* begin The data *
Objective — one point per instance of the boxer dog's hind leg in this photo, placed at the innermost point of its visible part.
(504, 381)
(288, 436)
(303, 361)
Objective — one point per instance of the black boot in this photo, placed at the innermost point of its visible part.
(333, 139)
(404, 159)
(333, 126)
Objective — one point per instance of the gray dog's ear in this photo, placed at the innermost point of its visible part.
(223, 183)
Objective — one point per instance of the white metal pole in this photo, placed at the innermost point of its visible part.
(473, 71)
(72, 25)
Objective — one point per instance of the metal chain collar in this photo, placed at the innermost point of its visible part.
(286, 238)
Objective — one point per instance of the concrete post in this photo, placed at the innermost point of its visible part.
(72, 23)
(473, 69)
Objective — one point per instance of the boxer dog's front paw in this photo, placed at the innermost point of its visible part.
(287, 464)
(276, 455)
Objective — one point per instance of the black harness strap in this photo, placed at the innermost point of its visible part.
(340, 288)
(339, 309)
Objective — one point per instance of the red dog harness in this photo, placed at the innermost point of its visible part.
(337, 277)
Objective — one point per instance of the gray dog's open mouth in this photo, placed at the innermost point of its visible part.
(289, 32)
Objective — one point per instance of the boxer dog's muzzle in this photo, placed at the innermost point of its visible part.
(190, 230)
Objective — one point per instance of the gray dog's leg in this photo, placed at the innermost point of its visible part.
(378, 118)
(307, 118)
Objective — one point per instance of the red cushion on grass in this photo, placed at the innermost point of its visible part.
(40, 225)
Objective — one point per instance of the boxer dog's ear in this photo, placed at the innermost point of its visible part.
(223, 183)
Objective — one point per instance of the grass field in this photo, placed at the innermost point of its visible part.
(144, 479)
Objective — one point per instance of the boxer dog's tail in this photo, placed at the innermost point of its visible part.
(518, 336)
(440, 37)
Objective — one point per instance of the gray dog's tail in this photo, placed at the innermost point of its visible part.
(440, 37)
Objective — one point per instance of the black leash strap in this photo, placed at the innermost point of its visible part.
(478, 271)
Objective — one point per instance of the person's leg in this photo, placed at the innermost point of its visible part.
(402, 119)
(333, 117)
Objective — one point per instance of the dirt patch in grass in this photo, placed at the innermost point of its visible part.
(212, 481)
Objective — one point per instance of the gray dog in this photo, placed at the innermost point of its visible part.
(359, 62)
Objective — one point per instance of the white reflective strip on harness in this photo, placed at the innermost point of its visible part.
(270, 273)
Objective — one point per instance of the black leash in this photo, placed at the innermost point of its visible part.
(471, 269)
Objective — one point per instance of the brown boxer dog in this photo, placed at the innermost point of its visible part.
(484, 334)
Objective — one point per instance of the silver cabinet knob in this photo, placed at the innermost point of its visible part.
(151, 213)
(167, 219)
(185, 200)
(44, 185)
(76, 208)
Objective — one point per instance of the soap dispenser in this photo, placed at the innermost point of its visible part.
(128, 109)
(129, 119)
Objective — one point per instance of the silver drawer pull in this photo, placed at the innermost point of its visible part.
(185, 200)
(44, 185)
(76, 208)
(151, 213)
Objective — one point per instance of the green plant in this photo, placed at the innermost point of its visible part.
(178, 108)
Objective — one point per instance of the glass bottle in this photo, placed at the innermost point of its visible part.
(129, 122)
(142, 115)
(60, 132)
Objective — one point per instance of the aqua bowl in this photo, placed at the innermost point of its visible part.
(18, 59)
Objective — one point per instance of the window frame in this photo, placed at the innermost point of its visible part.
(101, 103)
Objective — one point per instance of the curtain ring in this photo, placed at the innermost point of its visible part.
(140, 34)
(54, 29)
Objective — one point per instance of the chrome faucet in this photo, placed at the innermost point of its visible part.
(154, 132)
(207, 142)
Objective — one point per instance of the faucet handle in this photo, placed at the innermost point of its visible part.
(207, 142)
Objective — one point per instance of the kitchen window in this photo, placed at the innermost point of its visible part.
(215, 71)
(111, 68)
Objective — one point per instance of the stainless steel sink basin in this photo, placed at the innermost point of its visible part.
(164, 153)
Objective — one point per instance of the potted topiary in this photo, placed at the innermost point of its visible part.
* end The data *
# [Task goal]
Take the line holding "Objective — one point per instance of the faucet" and all lines after it through the end of the data, and set them down exactly.

# [Response]
Objective — one point per instance of the faucet handle in this photo, placed at the innermost point of its visible part.
(207, 142)
Objective — one point per instance of the kitchen window in this photo, placed at the innermost point of its visible part.
(215, 71)
(111, 68)
Objective — one point per instance of the stainless steel sink basin in this photo, placed at the innermost point of its visible part.
(164, 153)
Objective — one point per instance of the potted topiary in this photo, placed at the innermost point of its visible part.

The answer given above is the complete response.